> Your task: From the line with "building. Keep to one point per instance." through the final line, transcribe the material below character for character; include no other lines.

Source records:
====
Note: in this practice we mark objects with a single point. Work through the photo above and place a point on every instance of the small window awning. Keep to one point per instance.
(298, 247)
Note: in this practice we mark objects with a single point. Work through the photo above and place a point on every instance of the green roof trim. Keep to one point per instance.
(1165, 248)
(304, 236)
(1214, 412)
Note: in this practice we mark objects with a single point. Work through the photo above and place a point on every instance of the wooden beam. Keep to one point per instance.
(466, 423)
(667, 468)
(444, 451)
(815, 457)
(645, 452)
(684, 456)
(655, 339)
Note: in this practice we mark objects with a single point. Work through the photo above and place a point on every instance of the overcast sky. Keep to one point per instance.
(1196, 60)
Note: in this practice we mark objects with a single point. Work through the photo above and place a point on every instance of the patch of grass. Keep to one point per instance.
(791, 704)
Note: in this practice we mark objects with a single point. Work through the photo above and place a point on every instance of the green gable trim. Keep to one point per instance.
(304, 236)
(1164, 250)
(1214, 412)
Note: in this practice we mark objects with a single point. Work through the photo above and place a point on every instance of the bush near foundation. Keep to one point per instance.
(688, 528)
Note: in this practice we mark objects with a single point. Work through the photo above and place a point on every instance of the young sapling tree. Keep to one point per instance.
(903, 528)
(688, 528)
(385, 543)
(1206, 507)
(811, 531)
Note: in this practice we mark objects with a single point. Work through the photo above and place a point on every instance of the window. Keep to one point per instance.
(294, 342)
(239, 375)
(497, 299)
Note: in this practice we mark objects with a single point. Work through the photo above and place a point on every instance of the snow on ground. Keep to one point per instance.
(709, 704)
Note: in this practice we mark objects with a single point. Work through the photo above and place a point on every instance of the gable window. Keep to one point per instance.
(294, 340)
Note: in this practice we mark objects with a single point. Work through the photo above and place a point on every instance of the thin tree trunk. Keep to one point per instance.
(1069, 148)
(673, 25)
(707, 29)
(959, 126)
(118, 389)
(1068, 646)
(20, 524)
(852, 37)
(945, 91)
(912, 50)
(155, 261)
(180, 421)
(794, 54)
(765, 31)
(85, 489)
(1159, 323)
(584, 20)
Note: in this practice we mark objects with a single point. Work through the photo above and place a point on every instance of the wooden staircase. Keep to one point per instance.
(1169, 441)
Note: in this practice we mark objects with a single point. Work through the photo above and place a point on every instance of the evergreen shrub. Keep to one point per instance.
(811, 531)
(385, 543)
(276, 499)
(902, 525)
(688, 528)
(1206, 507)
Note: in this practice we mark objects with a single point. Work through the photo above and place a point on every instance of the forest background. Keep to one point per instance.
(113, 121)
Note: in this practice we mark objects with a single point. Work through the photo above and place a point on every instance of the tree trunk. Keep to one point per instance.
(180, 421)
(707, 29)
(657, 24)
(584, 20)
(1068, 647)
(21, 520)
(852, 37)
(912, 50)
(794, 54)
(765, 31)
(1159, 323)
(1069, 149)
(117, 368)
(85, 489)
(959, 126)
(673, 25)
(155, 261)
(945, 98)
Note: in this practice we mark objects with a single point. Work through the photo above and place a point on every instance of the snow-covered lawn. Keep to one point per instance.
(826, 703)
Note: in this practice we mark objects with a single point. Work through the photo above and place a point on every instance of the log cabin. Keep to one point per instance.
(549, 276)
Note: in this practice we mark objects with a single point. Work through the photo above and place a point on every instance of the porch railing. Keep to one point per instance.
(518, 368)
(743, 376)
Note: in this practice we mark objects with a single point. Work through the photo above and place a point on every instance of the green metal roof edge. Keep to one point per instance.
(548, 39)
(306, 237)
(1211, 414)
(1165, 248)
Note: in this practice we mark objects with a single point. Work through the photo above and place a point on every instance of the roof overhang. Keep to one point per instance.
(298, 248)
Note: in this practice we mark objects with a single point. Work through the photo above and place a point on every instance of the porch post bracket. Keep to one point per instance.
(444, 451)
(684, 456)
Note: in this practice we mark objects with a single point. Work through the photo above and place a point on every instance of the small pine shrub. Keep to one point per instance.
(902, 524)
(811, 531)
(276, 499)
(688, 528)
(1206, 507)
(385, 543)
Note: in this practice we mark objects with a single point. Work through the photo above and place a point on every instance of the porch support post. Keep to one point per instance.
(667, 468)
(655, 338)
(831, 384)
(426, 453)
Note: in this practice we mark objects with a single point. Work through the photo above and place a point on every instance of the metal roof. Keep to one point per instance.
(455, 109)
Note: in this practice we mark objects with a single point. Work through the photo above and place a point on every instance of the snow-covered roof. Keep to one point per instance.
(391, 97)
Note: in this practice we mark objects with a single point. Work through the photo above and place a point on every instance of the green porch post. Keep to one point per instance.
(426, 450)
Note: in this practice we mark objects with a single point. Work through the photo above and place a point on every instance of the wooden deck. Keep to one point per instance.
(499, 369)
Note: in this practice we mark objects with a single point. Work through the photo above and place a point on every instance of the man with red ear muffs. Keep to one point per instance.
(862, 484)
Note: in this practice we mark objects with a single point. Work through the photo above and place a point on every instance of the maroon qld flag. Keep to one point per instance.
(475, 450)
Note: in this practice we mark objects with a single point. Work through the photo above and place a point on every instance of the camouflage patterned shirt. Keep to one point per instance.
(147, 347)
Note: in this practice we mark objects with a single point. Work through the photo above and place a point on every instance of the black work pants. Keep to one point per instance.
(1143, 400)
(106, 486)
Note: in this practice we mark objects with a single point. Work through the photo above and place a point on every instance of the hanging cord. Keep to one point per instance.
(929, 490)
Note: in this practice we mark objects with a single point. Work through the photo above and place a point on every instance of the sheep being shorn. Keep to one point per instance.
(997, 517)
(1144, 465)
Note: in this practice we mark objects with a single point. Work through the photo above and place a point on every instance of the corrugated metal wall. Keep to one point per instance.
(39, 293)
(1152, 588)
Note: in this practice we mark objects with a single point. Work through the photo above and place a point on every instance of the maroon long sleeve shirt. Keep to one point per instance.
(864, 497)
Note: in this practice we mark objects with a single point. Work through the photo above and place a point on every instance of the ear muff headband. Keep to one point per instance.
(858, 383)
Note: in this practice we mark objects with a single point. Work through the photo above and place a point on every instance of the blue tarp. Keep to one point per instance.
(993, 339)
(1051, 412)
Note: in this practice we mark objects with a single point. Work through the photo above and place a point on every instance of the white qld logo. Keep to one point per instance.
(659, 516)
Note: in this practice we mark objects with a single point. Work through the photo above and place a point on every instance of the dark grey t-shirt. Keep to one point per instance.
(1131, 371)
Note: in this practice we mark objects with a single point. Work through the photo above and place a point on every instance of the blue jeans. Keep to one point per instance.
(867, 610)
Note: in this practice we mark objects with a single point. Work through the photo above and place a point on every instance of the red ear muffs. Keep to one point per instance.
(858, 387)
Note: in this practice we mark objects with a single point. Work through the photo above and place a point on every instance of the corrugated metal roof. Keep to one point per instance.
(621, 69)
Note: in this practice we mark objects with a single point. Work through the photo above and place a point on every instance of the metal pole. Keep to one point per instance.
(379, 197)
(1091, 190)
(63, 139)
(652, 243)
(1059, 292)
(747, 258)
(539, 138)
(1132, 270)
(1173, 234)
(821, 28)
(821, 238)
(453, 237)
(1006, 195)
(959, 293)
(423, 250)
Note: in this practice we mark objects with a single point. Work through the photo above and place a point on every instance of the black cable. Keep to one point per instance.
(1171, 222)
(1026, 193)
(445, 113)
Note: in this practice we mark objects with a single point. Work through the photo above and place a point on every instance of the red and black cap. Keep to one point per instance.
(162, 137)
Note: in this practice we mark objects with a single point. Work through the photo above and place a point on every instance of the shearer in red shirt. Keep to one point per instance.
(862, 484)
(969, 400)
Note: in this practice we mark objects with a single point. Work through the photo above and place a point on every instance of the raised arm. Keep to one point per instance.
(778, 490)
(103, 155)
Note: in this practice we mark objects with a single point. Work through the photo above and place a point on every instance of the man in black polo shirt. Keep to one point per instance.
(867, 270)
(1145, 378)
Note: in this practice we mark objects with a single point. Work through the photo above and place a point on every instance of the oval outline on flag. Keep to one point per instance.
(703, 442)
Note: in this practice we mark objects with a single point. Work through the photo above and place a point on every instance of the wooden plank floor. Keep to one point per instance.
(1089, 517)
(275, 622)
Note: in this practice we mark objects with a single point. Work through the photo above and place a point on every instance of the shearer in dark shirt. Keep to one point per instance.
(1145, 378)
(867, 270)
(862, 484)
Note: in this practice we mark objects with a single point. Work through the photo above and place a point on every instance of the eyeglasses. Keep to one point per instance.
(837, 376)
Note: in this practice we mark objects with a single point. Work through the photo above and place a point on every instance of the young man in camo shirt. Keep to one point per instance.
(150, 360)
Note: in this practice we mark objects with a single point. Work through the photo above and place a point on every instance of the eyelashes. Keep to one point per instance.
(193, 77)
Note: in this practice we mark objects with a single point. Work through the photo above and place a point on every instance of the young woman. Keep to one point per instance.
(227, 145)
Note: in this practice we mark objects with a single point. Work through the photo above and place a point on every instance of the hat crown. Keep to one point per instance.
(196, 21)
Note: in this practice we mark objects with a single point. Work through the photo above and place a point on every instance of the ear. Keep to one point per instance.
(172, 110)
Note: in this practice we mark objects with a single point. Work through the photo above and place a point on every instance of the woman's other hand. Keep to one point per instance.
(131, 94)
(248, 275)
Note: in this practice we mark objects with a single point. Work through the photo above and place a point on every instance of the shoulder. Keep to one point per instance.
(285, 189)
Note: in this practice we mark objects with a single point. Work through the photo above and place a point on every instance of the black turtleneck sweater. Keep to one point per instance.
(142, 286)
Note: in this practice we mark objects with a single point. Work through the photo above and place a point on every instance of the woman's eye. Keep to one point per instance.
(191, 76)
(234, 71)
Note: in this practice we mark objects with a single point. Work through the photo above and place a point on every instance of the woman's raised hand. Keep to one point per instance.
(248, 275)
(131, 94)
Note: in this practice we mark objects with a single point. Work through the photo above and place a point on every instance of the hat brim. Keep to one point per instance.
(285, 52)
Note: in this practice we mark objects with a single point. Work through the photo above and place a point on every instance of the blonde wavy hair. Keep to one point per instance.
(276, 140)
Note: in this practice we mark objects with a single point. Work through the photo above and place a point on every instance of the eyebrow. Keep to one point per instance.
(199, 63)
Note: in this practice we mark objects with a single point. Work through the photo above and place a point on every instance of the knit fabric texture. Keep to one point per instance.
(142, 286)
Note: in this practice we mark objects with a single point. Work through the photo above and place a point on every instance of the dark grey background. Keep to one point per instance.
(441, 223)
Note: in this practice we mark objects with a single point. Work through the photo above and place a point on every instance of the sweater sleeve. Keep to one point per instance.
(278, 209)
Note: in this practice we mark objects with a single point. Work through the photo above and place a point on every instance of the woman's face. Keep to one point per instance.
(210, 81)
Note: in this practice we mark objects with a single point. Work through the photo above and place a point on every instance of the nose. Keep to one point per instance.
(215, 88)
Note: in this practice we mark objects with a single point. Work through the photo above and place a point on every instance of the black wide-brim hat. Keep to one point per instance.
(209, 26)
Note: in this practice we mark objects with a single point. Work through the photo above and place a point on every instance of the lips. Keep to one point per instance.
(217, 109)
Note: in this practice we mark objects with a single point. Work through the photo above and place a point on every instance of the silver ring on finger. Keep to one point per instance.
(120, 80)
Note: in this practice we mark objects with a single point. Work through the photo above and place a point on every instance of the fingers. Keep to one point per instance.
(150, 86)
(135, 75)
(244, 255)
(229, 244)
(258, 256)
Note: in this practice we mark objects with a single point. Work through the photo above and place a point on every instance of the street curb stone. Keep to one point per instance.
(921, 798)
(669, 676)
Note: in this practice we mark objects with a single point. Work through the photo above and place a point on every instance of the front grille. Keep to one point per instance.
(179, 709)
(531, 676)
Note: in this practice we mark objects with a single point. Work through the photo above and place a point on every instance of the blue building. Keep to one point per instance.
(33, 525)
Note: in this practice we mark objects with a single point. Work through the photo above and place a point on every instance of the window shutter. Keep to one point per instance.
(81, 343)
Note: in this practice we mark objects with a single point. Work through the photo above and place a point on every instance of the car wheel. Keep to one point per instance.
====
> Reply to the task:
Note: in this practice we mark objects with a single point. Work through the photo above and place a point on every instance of the blue building. Keep to one point per instance.
(33, 525)
Note: in this practice we mark objects with a single point. Work through the photo above and place a point on every instance of the window shutter. Keep to one point per instance.
(81, 343)
Note: in this practice we mark objects with a single point. Work through the photo above and place a point on every instance of the car wheel. Keep to one point per instance.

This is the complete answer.